Work required:
Return the count of lines in the records that include the string "sculpted", and nothing besides it.
++++++++++++++++++++
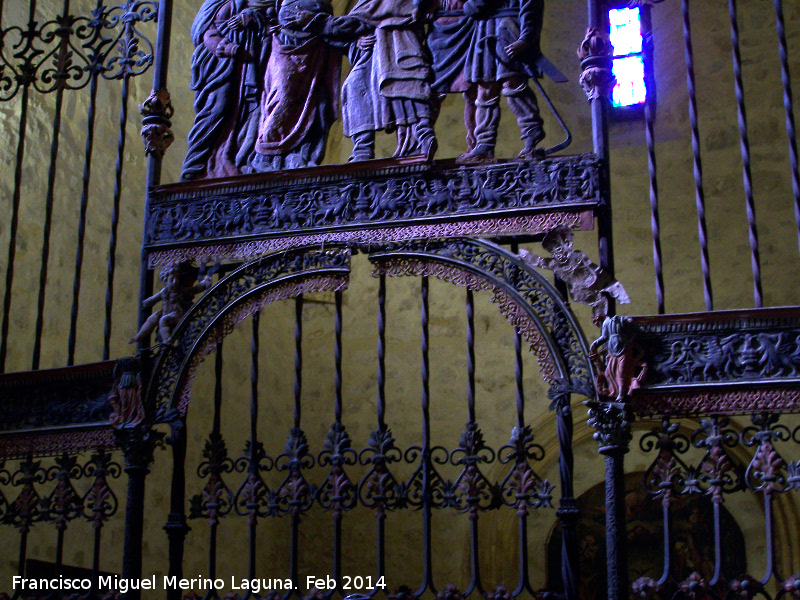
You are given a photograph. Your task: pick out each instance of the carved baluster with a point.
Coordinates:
(63, 504)
(99, 503)
(765, 474)
(661, 479)
(28, 507)
(717, 474)
(523, 489)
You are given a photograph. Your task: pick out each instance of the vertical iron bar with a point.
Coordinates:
(215, 435)
(51, 183)
(15, 199)
(153, 166)
(112, 240)
(298, 357)
(337, 356)
(649, 119)
(382, 351)
(523, 582)
(717, 545)
(475, 582)
(176, 526)
(298, 382)
(769, 527)
(567, 509)
(750, 207)
(788, 107)
(470, 309)
(381, 410)
(599, 110)
(700, 200)
(253, 466)
(427, 578)
(87, 171)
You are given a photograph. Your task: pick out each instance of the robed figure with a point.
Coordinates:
(488, 49)
(301, 85)
(388, 87)
(231, 49)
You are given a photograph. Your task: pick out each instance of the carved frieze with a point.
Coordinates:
(723, 362)
(335, 203)
(55, 398)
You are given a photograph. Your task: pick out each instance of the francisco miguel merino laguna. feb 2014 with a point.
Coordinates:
(117, 583)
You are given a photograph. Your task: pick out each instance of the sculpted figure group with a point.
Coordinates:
(267, 78)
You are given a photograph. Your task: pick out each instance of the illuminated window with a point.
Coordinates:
(626, 37)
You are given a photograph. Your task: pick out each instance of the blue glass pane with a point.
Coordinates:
(626, 32)
(630, 88)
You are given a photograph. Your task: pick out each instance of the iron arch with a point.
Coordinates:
(527, 299)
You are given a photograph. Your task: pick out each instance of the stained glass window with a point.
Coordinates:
(626, 37)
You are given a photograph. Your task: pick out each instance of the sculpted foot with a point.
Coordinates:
(480, 155)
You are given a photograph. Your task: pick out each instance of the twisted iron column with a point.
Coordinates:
(138, 444)
(612, 421)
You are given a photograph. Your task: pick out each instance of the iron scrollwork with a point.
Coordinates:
(522, 487)
(66, 52)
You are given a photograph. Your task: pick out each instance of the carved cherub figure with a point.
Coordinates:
(587, 282)
(618, 359)
(181, 285)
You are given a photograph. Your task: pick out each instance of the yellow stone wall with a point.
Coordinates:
(563, 31)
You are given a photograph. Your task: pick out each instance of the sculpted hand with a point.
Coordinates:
(227, 49)
(516, 49)
(366, 42)
(302, 19)
(237, 22)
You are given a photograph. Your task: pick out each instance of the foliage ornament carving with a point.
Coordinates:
(619, 364)
(612, 422)
(720, 363)
(595, 53)
(157, 111)
(587, 282)
(125, 398)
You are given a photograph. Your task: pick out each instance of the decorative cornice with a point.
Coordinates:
(407, 199)
(697, 354)
(488, 227)
(715, 401)
(39, 443)
(56, 398)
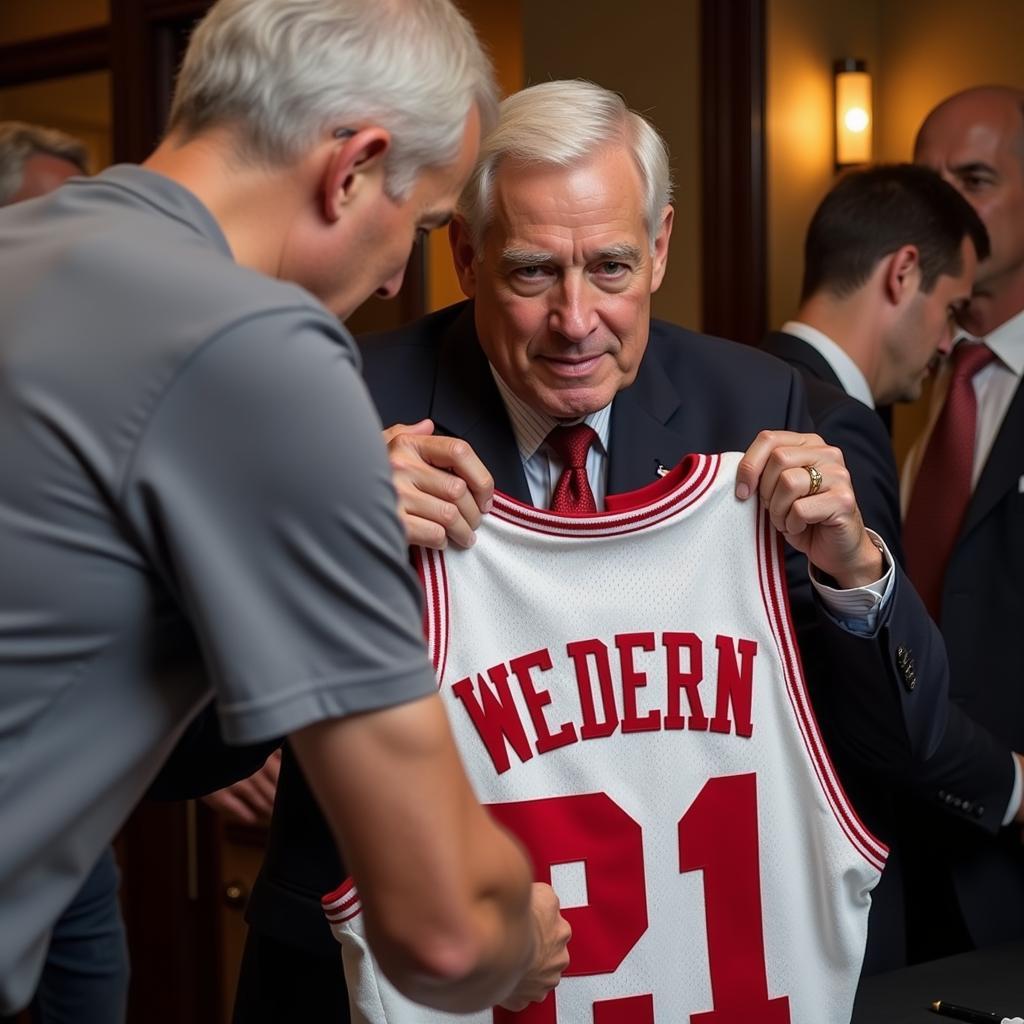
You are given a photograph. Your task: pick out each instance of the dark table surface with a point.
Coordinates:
(985, 979)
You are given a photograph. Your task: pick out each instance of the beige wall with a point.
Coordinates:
(79, 104)
(653, 61)
(931, 49)
(919, 51)
(804, 37)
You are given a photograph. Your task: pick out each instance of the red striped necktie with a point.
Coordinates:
(572, 494)
(942, 488)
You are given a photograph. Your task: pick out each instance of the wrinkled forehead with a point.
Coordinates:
(602, 188)
(969, 131)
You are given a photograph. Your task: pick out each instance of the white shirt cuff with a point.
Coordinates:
(858, 608)
(1015, 793)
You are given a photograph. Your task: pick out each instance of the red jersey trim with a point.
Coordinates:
(679, 489)
(342, 904)
(776, 602)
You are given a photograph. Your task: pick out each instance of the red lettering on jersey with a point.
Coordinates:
(537, 700)
(632, 680)
(579, 651)
(496, 717)
(735, 685)
(689, 680)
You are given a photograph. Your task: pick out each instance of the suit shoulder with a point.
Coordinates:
(679, 349)
(426, 333)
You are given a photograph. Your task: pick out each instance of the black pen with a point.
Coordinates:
(967, 1014)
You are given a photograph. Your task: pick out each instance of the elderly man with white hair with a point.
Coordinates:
(196, 500)
(560, 239)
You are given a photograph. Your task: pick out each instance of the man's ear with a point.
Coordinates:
(902, 274)
(463, 255)
(659, 256)
(352, 165)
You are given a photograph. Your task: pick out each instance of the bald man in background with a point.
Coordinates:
(35, 160)
(970, 566)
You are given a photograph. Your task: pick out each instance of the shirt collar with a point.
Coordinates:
(1008, 343)
(853, 381)
(531, 427)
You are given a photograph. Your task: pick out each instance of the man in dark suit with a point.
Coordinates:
(561, 239)
(973, 578)
(890, 256)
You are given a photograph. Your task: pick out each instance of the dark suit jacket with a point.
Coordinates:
(967, 781)
(981, 620)
(692, 393)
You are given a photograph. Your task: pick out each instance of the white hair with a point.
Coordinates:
(561, 123)
(19, 141)
(286, 73)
++++++++++++++++++++
Exercise result:
3